- _GIVEN PROBLEM_:
Revise the material below so that "Category" is replaced by "Class" wherever it appears, with everything else left unchanged. Leave the pictures out of your answer.

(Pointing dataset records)
════════════════════

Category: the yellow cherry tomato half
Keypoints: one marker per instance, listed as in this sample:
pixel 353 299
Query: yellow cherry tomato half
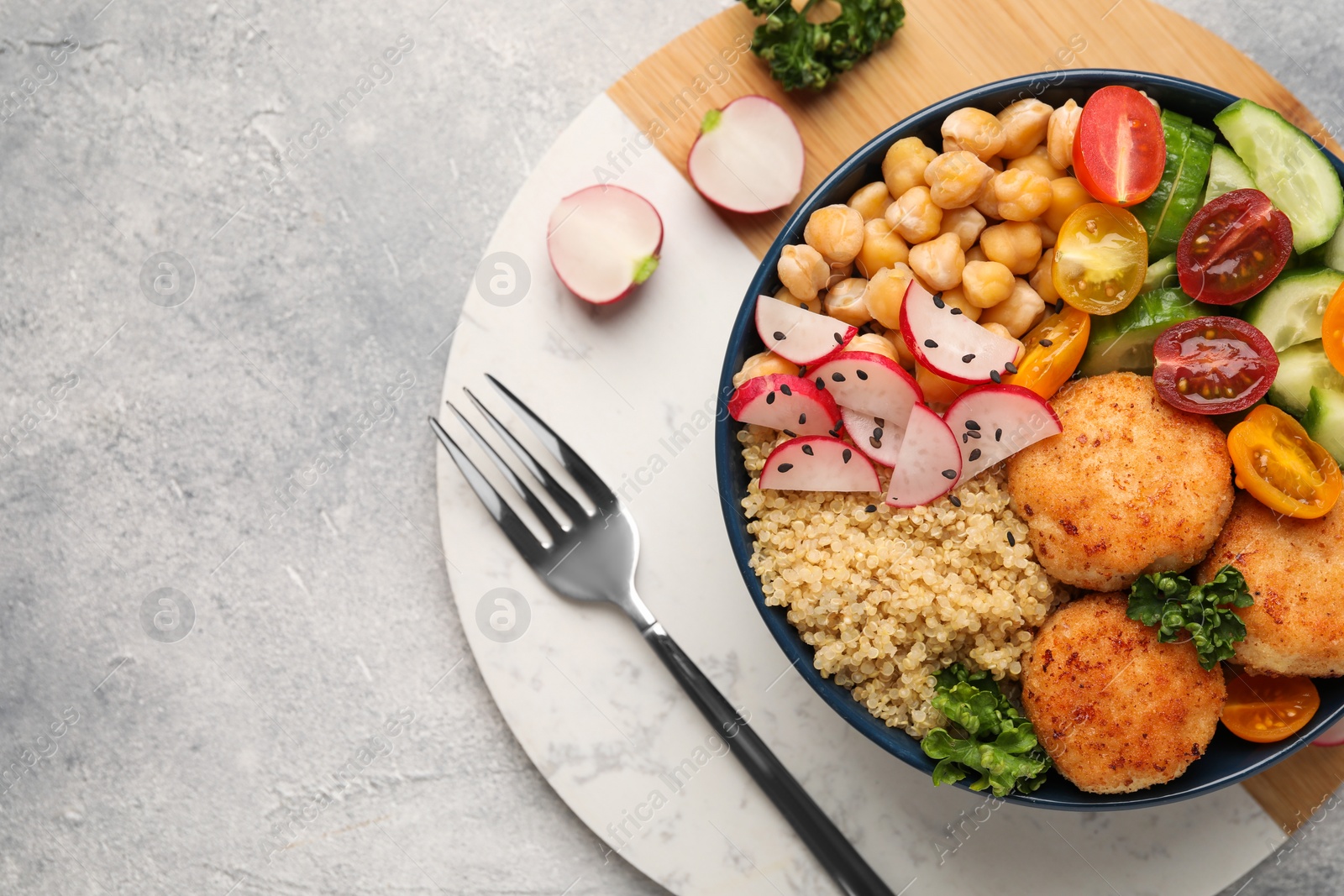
pixel 1332 331
pixel 1054 348
pixel 1101 258
pixel 1281 466
pixel 1268 708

════════════════════

- _RESPONSE TO THIS EXERCISE_:
Class: the yellow cherry tomato half
Keypoints: one marker per instance, listed as in this sample:
pixel 353 299
Query: yellow cherry tomato half
pixel 1332 331
pixel 1054 348
pixel 1101 258
pixel 1281 466
pixel 1268 708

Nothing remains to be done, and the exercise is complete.